# Work to do
Copy out each line of the material below with no changes.

-------- Data extract --------

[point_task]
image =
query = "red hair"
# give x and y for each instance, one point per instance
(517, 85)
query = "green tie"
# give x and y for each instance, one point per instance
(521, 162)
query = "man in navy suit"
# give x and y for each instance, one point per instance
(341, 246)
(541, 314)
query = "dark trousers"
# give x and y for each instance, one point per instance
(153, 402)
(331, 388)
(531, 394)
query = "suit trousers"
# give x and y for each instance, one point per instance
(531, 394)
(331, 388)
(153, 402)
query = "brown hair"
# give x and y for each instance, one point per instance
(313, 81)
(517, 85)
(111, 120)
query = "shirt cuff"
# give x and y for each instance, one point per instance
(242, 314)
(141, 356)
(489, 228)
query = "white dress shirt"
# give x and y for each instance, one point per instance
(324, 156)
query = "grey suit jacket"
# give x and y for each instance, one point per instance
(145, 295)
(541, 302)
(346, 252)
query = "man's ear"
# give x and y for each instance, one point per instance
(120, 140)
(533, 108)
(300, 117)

--------

# Task result
[point_task]
image =
query = "red hair"
# give x and y for each instance, one point per instance
(517, 85)
query = "green tie"
# give x and y for each instance, one point per instance
(521, 162)
query = "man in navy suit"
# give x and y for each instance, one point per instance
(341, 246)
(541, 314)
query = "dark trousers"
# give x and y for each instance, one point per instance
(153, 402)
(331, 388)
(531, 394)
query = "suit trousers"
# give x and y for each instance, one point per instance
(531, 394)
(331, 388)
(153, 402)
query = "brown hair"
# give x and y for each instance, one point per instance
(313, 81)
(517, 85)
(111, 120)
query = "shirt cuff"
# give x and y for each instance, one point per instance
(242, 314)
(141, 356)
(489, 228)
query = "white dress shirt"
# give x and y for each instance, one point per instance
(324, 156)
query = "grey suit jacket"
# give x and y for each instance, one point per instance
(145, 295)
(541, 302)
(346, 252)
query = "man's ear"
# give x and y for each instance, one point per instance
(120, 140)
(533, 108)
(300, 117)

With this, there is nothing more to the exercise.